### Task description
Scan the entries for "sand". Every line that holds it is to be copied.

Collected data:
········

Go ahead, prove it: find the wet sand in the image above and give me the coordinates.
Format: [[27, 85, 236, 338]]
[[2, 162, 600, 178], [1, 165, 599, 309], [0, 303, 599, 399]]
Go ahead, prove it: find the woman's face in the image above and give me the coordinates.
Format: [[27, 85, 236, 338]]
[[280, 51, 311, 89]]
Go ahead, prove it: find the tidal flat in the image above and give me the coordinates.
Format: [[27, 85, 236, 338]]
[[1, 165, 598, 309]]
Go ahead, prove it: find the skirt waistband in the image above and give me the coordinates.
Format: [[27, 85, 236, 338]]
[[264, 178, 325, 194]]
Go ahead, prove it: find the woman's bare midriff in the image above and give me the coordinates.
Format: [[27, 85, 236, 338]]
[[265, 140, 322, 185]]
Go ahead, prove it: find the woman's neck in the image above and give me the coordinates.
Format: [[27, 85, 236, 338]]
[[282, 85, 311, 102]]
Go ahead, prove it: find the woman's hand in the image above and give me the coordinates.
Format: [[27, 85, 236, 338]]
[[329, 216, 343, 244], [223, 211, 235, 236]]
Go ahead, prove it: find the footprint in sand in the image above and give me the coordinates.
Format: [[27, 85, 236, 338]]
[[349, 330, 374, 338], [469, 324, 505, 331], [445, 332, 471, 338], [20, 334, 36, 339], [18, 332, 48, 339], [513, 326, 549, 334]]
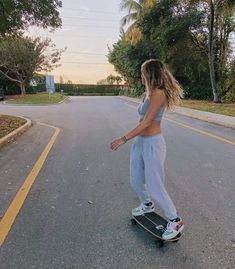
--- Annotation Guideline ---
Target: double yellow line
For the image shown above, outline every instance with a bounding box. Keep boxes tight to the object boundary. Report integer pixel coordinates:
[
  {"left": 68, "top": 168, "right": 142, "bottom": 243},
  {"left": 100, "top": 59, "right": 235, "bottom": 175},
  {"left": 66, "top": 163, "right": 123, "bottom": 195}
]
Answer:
[{"left": 0, "top": 122, "right": 60, "bottom": 247}]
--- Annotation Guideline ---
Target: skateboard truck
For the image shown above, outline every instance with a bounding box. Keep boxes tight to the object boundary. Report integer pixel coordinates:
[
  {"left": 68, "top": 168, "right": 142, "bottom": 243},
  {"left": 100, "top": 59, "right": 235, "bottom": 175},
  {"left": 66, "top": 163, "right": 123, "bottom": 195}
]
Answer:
[{"left": 155, "top": 225, "right": 164, "bottom": 231}]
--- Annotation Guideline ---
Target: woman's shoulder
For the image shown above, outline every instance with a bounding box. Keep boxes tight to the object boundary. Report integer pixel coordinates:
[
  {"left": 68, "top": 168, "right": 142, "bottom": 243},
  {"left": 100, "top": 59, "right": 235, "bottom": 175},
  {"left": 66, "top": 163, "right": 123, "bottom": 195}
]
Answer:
[
  {"left": 151, "top": 88, "right": 166, "bottom": 98},
  {"left": 151, "top": 88, "right": 167, "bottom": 106}
]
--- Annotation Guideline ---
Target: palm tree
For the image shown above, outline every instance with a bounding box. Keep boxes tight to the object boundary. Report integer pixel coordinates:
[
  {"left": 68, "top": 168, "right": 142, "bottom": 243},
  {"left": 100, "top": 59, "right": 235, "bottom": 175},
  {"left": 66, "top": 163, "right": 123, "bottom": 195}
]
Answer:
[{"left": 120, "top": 0, "right": 156, "bottom": 43}]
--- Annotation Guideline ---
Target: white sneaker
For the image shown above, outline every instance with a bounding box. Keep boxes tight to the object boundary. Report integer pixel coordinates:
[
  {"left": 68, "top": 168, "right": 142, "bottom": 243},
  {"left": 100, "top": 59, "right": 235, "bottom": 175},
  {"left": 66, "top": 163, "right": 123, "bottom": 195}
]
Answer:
[
  {"left": 132, "top": 201, "right": 155, "bottom": 216},
  {"left": 162, "top": 217, "right": 184, "bottom": 240}
]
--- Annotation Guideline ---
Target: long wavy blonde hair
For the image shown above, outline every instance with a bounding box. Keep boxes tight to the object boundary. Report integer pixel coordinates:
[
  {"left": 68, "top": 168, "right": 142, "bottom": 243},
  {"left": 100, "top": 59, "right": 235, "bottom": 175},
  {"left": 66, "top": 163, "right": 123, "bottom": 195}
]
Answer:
[{"left": 141, "top": 59, "right": 184, "bottom": 110}]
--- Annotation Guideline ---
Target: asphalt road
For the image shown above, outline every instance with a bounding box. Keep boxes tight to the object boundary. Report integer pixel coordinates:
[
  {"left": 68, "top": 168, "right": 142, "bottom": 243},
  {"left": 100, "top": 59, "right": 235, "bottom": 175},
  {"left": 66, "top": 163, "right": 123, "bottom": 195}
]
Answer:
[{"left": 0, "top": 96, "right": 234, "bottom": 269}]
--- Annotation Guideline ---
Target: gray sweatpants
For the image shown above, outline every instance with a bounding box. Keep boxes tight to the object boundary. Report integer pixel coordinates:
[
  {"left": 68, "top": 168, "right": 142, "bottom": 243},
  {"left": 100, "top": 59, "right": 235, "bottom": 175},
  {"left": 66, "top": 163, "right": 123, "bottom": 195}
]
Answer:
[{"left": 130, "top": 134, "right": 177, "bottom": 220}]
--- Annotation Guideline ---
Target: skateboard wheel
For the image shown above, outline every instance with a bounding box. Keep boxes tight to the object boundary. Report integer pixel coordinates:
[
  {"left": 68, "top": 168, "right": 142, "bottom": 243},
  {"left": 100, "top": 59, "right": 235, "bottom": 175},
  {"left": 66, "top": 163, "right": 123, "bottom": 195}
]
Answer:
[
  {"left": 131, "top": 218, "right": 137, "bottom": 225},
  {"left": 172, "top": 233, "right": 181, "bottom": 242},
  {"left": 156, "top": 240, "right": 164, "bottom": 248},
  {"left": 177, "top": 233, "right": 181, "bottom": 238}
]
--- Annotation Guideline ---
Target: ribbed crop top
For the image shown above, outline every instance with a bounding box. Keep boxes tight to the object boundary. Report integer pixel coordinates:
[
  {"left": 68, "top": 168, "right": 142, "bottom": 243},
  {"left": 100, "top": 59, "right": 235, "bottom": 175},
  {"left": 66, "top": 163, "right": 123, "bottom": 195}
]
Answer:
[{"left": 138, "top": 98, "right": 165, "bottom": 121}]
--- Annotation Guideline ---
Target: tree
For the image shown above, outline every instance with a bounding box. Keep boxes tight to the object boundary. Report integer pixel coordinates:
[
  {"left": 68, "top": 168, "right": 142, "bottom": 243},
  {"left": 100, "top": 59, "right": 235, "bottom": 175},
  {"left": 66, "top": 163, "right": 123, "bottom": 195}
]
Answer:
[
  {"left": 108, "top": 39, "right": 150, "bottom": 92},
  {"left": 188, "top": 0, "right": 235, "bottom": 101},
  {"left": 0, "top": 0, "right": 62, "bottom": 36},
  {"left": 107, "top": 74, "right": 116, "bottom": 85},
  {"left": 210, "top": 0, "right": 235, "bottom": 101},
  {"left": 112, "top": 0, "right": 235, "bottom": 101},
  {"left": 97, "top": 75, "right": 122, "bottom": 85},
  {"left": 138, "top": 0, "right": 213, "bottom": 99},
  {"left": 120, "top": 0, "right": 156, "bottom": 43},
  {"left": 0, "top": 35, "right": 63, "bottom": 95},
  {"left": 207, "top": 0, "right": 218, "bottom": 101},
  {"left": 115, "top": 76, "right": 123, "bottom": 85}
]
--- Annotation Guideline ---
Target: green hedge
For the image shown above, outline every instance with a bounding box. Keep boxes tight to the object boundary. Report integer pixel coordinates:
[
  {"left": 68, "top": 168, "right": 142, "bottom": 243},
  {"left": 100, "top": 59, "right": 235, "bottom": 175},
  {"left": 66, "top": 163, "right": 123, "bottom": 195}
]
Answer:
[
  {"left": 0, "top": 75, "right": 21, "bottom": 95},
  {"left": 55, "top": 84, "right": 121, "bottom": 96},
  {"left": 33, "top": 83, "right": 46, "bottom": 92}
]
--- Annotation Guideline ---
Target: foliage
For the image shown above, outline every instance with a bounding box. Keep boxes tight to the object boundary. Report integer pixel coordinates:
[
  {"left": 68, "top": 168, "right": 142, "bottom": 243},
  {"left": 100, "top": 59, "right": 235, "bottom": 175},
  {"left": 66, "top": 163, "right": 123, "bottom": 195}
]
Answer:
[
  {"left": 0, "top": 35, "right": 63, "bottom": 95},
  {"left": 120, "top": 0, "right": 156, "bottom": 43},
  {"left": 55, "top": 84, "right": 121, "bottom": 96},
  {"left": 0, "top": 73, "right": 20, "bottom": 95},
  {"left": 109, "top": 0, "right": 235, "bottom": 101},
  {"left": 97, "top": 74, "right": 123, "bottom": 85},
  {"left": 0, "top": 0, "right": 62, "bottom": 36},
  {"left": 108, "top": 39, "right": 151, "bottom": 92}
]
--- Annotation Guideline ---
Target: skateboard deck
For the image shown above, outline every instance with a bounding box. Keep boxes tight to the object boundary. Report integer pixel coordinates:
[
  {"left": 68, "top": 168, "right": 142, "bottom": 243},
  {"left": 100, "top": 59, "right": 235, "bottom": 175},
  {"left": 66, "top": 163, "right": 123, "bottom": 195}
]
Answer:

········

### Solution for this task
Go ahead, prove it: find the wet sand in the image above and give me the coordinates.
Go ahead, prove it: find the footprint in sand in the image above and give me the coordinates.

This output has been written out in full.